Tasks to carry out
a. Below is a text about the band Flaming Fire. Decide whether each statement agrees with it, answering yes or no and quoting the words that settle it: (i) Flaming Fire formed in 2000; (ii) Silly Bird Records is home to Autobody; (iii) Flaming Fire comes from Boston.
b. Using the text about the band Flaming Fire below, list every one of its other projects that the text names.

Extract provided
- Origin: Brooklyn, New York, United States
- Genres: Rock
- Years active: 2000–present
- Labels: Silly Bird Records (U.S.) Cuniglius Records (U.S.)
- Members: Patrick Hambrecht Lauren Weinstein Theo Edmands Kathleen Peistrup Hambrecht Lou Underwood Lisa Darrow Badavi Banjo Pete Camilla Ha Jonathan Ackerman John Mathias Sheila Bosco Danny Tunick Brian Wilson Leon Dewan Brian Dewan Zach Layton Sarah Blust JZ Barrell Josh Aerosols Rob Aerosols Joe Armin Aerosol Mark Wolberg Natasha Lewin Natalie Unicorn John Keen Dale W. Miller of Palomar (band) John drummer from Helios Creed Joe McGinty Chris Talsness Polly Watson Stirling Kusing Amanda Sayle Rinzel Anna Copa Cabanna Gabriel Galvin Nick Anderson Justina Heckard Trent Wolbe Maria Levitsky Sam Goldsmith Chris Theise Pamelia Kurstin Jorge Antonius Arthur Owens Lennon Olivia
- Website: flamingfire.com

= Flaming Fire =

Flaming Fire is an American arts collective and experimental rock band from Brooklyn, New York, United States, which formed in 2000.

Other projects include live performance, film, comics and the Flaming Fire Illustrated Bible (described as the largest illustrated Bible in the world).

The band is on avant rock label Silly Bird Records, home to bands like Autobody and the Irving Klaw Trio. Their projects and music have been featured in such news and music publications as The New York Times, Arthur Magazine, The New Yorker, Vice Magazine, The Boston Globe, Venus Magazine, The Omaha World Herald, The Omaha Reader, The Lincoln Journal Star, Blastitude, Dead Angel, Mick Mercer's The Mick and Baltimore City Paper.

Information provided
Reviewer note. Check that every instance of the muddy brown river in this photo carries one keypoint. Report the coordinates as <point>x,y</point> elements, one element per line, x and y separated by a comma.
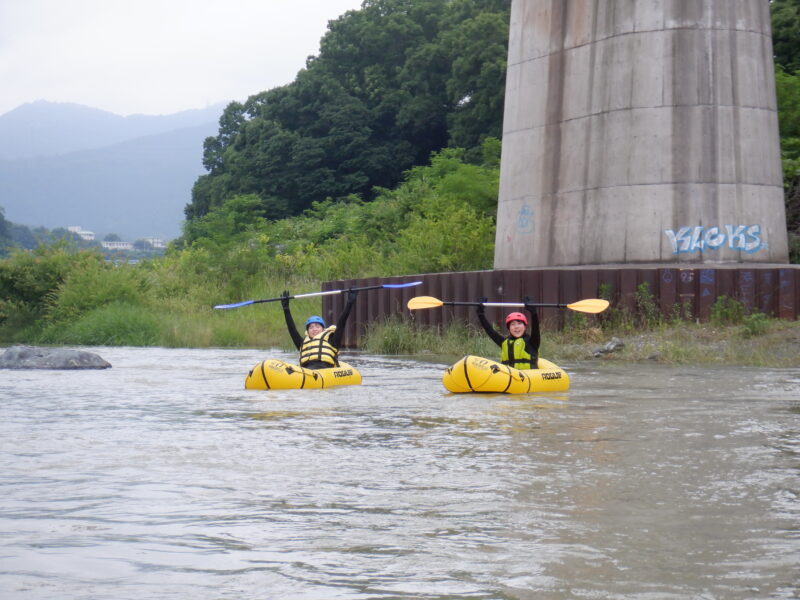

Responses per task
a.
(i) Yes: "which formed in 2000"
(ii) Yes: "home to bands like Autobody and the Irving Klaw Trio"
(iii) No: "from Brooklyn, New York, United States"

b.
Live performance
Film
Comics
The Flaming Fire Illustrated Bible